Records supplied:
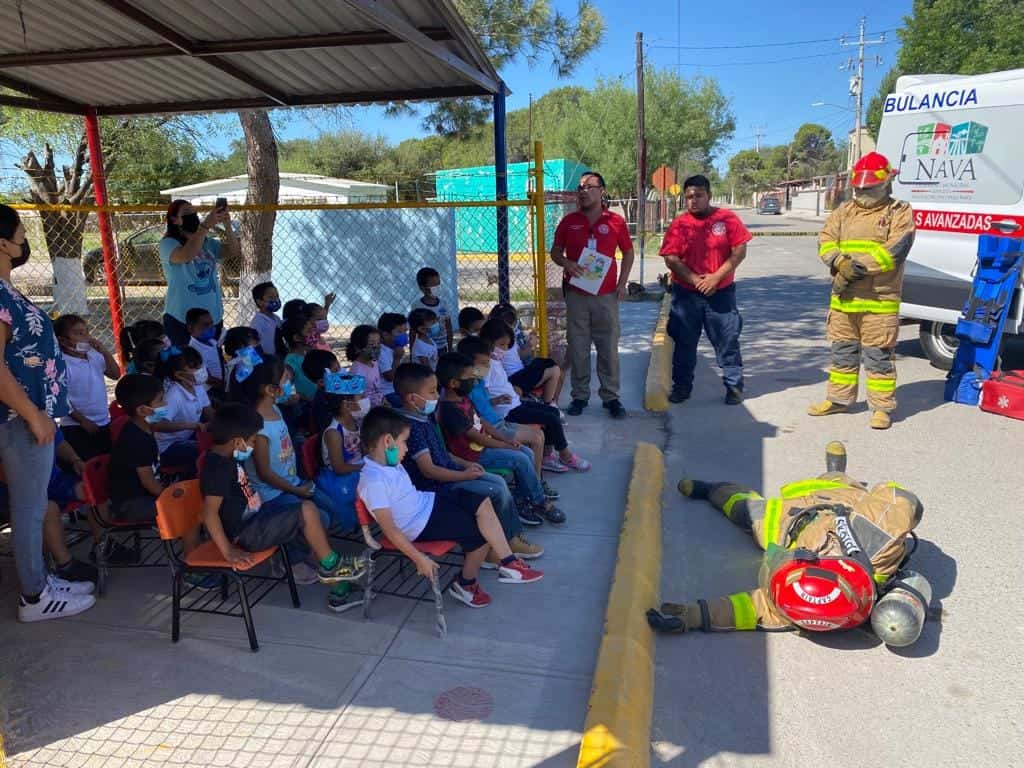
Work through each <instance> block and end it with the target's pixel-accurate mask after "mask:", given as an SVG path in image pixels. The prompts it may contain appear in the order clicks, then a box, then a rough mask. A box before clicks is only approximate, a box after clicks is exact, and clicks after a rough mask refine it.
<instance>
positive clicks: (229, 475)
mask: <svg viewBox="0 0 1024 768" xmlns="http://www.w3.org/2000/svg"><path fill="white" fill-rule="evenodd" d="M199 486H200V490H202V492H203V496H219V497H221V498H222V499H223V501H221V503H220V524H221V525H223V526H224V535H225V536H226V537H227V538H228V539H229V540H230V541H232V542H233V541H234V540H236V539H237V538H238V536H239V534H240V532H241V531H242V528H243V527H244V523H245V519H246V513H247V512H248V511H249V510H250V509H251V510H253V511H255V510H257V509H259V505H260V500H259V495H258V494H257V493H256V492H255V490H254V489H253V487H252V485H251V484H250V483H249V476H248V475H247V474H246V472H245V470H244V469H243V468H242V465H241V464H239V463H238V462H237V461H234V459H233V458H229V457H226V456H221V455H220V454H217V453H214V452H213V451H210V452H209V453H208V454H207V455H206V459H205V460H204V462H203V473H202V474H201V475H200V478H199Z"/></svg>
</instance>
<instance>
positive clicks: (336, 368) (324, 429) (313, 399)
mask: <svg viewBox="0 0 1024 768" xmlns="http://www.w3.org/2000/svg"><path fill="white" fill-rule="evenodd" d="M325 371H330V372H331V373H333V374H336V373H338V372H340V371H341V364H340V362H338V358H337V357H336V356H335V354H334V352H326V351H324V350H323V349H310V350H309V351H308V352H306V356H305V357H303V358H302V373H303V375H304V376H305V377H306V378H307V379H309V381H311V382H314V383H315V384H316V394H314V395H313V399H312V403H311V404H310V409H309V411H310V417H311V419H312V426H313V429H312V431H313V432H323V431H324V430H325V429H327V428H328V426H330V424H331V420H332V419H333V418H334V403H333V402H332V401H331V398H330V397H329V396H328V394H327V392H325V391H324V372H325ZM366 410H367V411H368V412H369V411H370V409H369V407H368V408H367V409H366Z"/></svg>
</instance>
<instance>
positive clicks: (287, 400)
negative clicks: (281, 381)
mask: <svg viewBox="0 0 1024 768" xmlns="http://www.w3.org/2000/svg"><path fill="white" fill-rule="evenodd" d="M293 394H295V385H294V384H293V383H292V382H291V381H286V382H285V383H284V384H282V385H281V396H280V397H278V402H279V403H284V402H288V401H289V400H290V399H292V395H293Z"/></svg>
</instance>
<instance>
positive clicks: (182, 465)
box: [153, 347, 213, 478]
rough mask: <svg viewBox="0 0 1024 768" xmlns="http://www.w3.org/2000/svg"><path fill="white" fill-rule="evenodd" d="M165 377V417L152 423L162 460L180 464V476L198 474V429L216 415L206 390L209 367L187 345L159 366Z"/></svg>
mask: <svg viewBox="0 0 1024 768" xmlns="http://www.w3.org/2000/svg"><path fill="white" fill-rule="evenodd" d="M160 375H161V378H163V380H164V395H165V398H166V418H165V419H164V420H161V421H159V422H156V423H155V424H153V431H154V433H155V434H156V437H157V445H158V446H159V449H160V463H161V465H163V466H165V467H174V468H175V469H178V468H180V469H181V470H182V471H181V472H175V473H176V474H178V475H179V476H181V477H184V478H190V477H195V476H196V459H197V458H199V442H198V441H197V438H196V433H197V432H200V431H203V430H205V429H206V426H205V424H204V422H206V421H209V420H210V419H211V418H213V409H212V408H211V406H210V397H209V395H208V394H207V392H206V387H205V386H204V384H206V379H207V375H206V368H204V366H203V358H202V356H200V353H199V352H197V351H196V350H195V349H193V348H191V347H185V348H184V349H183V350H181V351H180V352H178V353H177V354H170V355H168V356H167V359H166V360H164V362H163V365H162V366H161V368H160Z"/></svg>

Your assignment: Rewrite all the records above as one numbered list, one line per item, with blank lines and the pictures left out.

Solution for this exercise:
1. Work through each <instance> block and end it with the target's pixel-accurate mask after "mask:", given as an SVG path in image pixels. The prompts it may contain appear in the order clicks, then a box, then a rough mask. A box before clicks is only approximate, a box after clicks is exact, and clicks after a rough mask refine it.
2. <instance>
3. positive clicks: (229, 475)
4. mask: <svg viewBox="0 0 1024 768" xmlns="http://www.w3.org/2000/svg"><path fill="white" fill-rule="evenodd" d="M199 486H200V490H202V492H203V496H219V497H221V498H222V499H223V501H221V503H220V524H221V525H223V526H224V535H225V536H226V537H227V538H228V539H229V540H230V541H232V542H233V541H234V540H236V539H237V538H238V536H239V534H240V532H241V531H242V528H243V527H244V523H245V519H246V513H247V512H248V511H249V510H250V509H251V510H253V511H255V510H257V509H259V505H260V500H259V495H258V494H257V493H256V492H255V490H254V489H253V487H252V485H251V484H250V483H249V476H248V475H247V474H246V472H245V470H244V469H243V468H242V465H241V464H239V463H238V462H237V461H234V459H233V458H229V457H226V456H221V455H220V454H217V453H214V452H213V451H210V452H209V453H208V454H207V455H206V459H205V460H204V462H203V473H202V474H201V475H200V478H199Z"/></svg>
5. </instance>
6. <instance>
7. positive clicks: (336, 368) (324, 429) (313, 399)
8. mask: <svg viewBox="0 0 1024 768" xmlns="http://www.w3.org/2000/svg"><path fill="white" fill-rule="evenodd" d="M325 371H330V372H331V373H333V374H336V373H338V372H340V371H341V364H340V362H338V358H337V357H336V356H335V354H334V352H326V351H324V350H323V349H310V350H309V351H308V352H306V356H305V357H303V358H302V373H303V375H304V376H305V377H306V378H307V379H309V381H311V382H314V383H315V384H316V394H314V395H313V399H312V403H311V404H310V409H309V411H310V417H311V419H312V426H313V429H312V431H313V432H323V431H324V430H325V429H327V428H328V426H330V424H331V420H332V419H333V418H334V403H333V402H332V401H331V398H330V397H329V396H328V394H327V392H325V391H324V372H325ZM366 410H367V411H368V412H369V411H370V409H369V407H368V408H367V409H366Z"/></svg>
9. </instance>
10. <instance>
11. positive clicks: (287, 400)
12. negative clicks: (281, 381)
13. mask: <svg viewBox="0 0 1024 768" xmlns="http://www.w3.org/2000/svg"><path fill="white" fill-rule="evenodd" d="M293 394H295V385H294V384H293V383H292V382H291V381H286V382H285V383H284V384H282V385H281V396H280V397H278V402H279V403H284V402H288V401H289V400H290V399H292V395H293Z"/></svg>
14. </instance>
15. <instance>
16. positive clicks: (182, 465)
17. box: [153, 347, 213, 478]
18. rough mask: <svg viewBox="0 0 1024 768" xmlns="http://www.w3.org/2000/svg"><path fill="white" fill-rule="evenodd" d="M165 377V417L152 423L162 460L180 464V476L198 474V429L216 415L206 390L209 367L187 345L159 366Z"/></svg>
19. mask: <svg viewBox="0 0 1024 768" xmlns="http://www.w3.org/2000/svg"><path fill="white" fill-rule="evenodd" d="M160 375H161V378H163V380H164V395H165V398H166V418H165V419H164V420H161V421H159V422H156V423H155V424H153V431H154V433H155V434H156V437H157V445H158V446H159V449H160V463H161V465H163V466H165V467H174V468H175V469H178V468H180V469H181V470H182V471H181V472H175V473H176V474H178V475H179V476H181V477H184V478H190V477H195V476H196V459H197V458H199V442H198V441H197V438H196V433H197V432H200V431H203V430H205V429H206V426H205V424H204V422H206V421H209V420H210V419H211V418H213V409H212V408H211V406H210V397H209V395H208V394H207V392H206V387H205V386H204V384H206V379H207V375H206V368H204V366H203V358H202V356H200V353H199V352H197V351H196V350H195V349H193V348H191V347H185V348H184V349H183V350H181V351H180V352H178V353H177V354H170V355H168V356H167V359H166V360H164V362H163V365H162V366H161V368H160Z"/></svg>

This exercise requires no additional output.